Directive → Copy out the rows below without changing a thing. Start at the line that has "TARGET: quilted vest panel", include it, and keep going through the very last row.

Source data →
[Begin]
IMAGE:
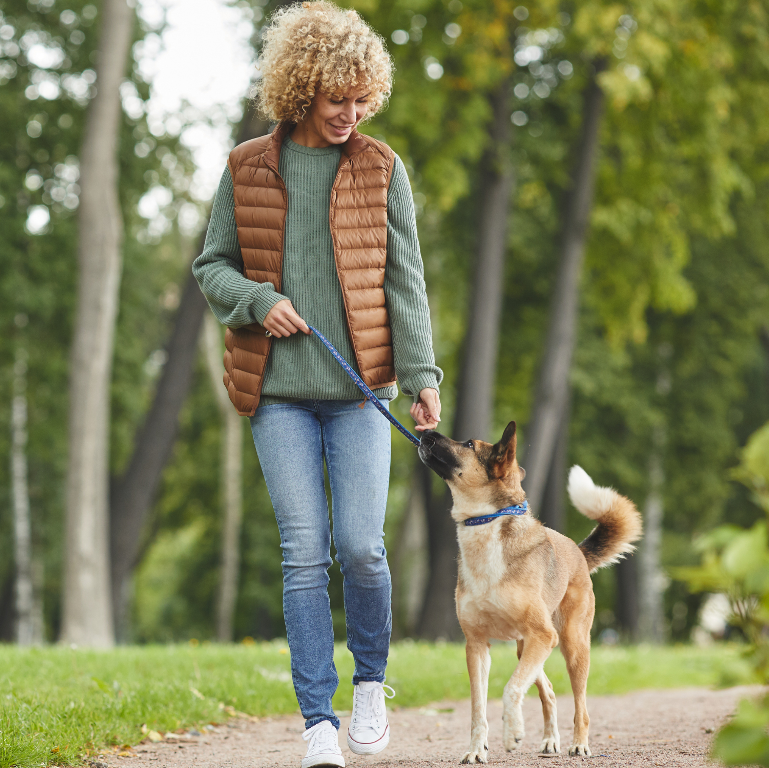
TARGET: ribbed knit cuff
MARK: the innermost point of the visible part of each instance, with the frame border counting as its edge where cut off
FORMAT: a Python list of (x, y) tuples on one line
[(419, 381), (263, 302)]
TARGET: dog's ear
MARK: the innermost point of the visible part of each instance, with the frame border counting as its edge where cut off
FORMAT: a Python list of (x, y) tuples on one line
[(503, 453), (509, 441)]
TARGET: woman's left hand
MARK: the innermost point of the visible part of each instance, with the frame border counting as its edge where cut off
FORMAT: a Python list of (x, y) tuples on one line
[(427, 411)]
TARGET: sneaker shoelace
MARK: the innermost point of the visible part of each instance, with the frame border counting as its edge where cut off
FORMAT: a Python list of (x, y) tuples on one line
[(369, 706), (322, 740)]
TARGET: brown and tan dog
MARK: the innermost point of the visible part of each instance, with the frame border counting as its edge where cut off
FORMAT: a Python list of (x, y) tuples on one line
[(521, 581)]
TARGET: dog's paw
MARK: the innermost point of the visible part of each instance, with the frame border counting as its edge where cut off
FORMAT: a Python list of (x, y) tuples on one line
[(512, 741), (476, 755), (550, 746)]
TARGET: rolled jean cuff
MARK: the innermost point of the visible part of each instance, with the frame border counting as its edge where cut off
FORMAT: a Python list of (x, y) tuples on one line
[(315, 720), (367, 679)]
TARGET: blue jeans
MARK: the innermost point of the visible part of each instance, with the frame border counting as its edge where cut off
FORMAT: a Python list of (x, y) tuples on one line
[(292, 440)]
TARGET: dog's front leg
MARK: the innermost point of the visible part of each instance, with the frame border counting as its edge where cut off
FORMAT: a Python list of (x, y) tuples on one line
[(536, 649), (478, 665)]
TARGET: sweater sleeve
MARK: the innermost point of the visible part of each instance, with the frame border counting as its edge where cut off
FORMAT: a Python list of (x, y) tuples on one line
[(234, 299), (405, 294)]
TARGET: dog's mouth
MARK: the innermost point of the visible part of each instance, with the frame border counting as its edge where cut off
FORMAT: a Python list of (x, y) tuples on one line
[(442, 466)]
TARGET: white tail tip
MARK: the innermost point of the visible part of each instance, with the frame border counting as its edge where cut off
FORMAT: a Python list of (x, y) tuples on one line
[(590, 499)]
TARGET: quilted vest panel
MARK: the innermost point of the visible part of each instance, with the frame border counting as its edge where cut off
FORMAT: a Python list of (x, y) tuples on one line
[(358, 221)]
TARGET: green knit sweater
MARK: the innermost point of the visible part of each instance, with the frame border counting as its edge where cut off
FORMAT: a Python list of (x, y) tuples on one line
[(299, 366)]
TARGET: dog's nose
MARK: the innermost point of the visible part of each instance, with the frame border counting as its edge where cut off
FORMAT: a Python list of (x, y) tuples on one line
[(428, 438)]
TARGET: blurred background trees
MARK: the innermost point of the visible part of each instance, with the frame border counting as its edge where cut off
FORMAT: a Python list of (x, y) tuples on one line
[(591, 189)]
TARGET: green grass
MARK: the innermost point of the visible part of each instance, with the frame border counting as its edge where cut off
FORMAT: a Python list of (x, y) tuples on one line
[(58, 704)]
[End]
Solution for this problem →
TARGET: quilted vest panel
MARK: the innermost point of the visible part of each instance, with the frame border counting as its edge where cut off
FORMAT: a Python list of (x, y) tuples on one line
[(358, 221)]
TARGET: green knit sweater
MARK: the innermost point of the visible part of each instance, with the frame border counting as its edge where cut off
FORMAT: a Python list of (x, y) tuples on one line
[(299, 366)]
TARGET: dog's nose
MARK: the innermost point of the visible part of each instance, with the frame border counting as its edge where cut off
FORMAT: a Python list of (x, y) tuples on one line
[(428, 438)]
TARGET: blurred background trees
MARK: the innermost point of the visible part of each instance, with the frame border counting as its edge where cut off
FORMAT: a Python list of (x, y) tuples on one line
[(591, 189)]
TARGET: green grass
MARK: the innermost point of the visible part of each instance, with the frame border counting as its edge where cut off
FORMAT: a Python list of (x, y) tuples on one line
[(58, 704)]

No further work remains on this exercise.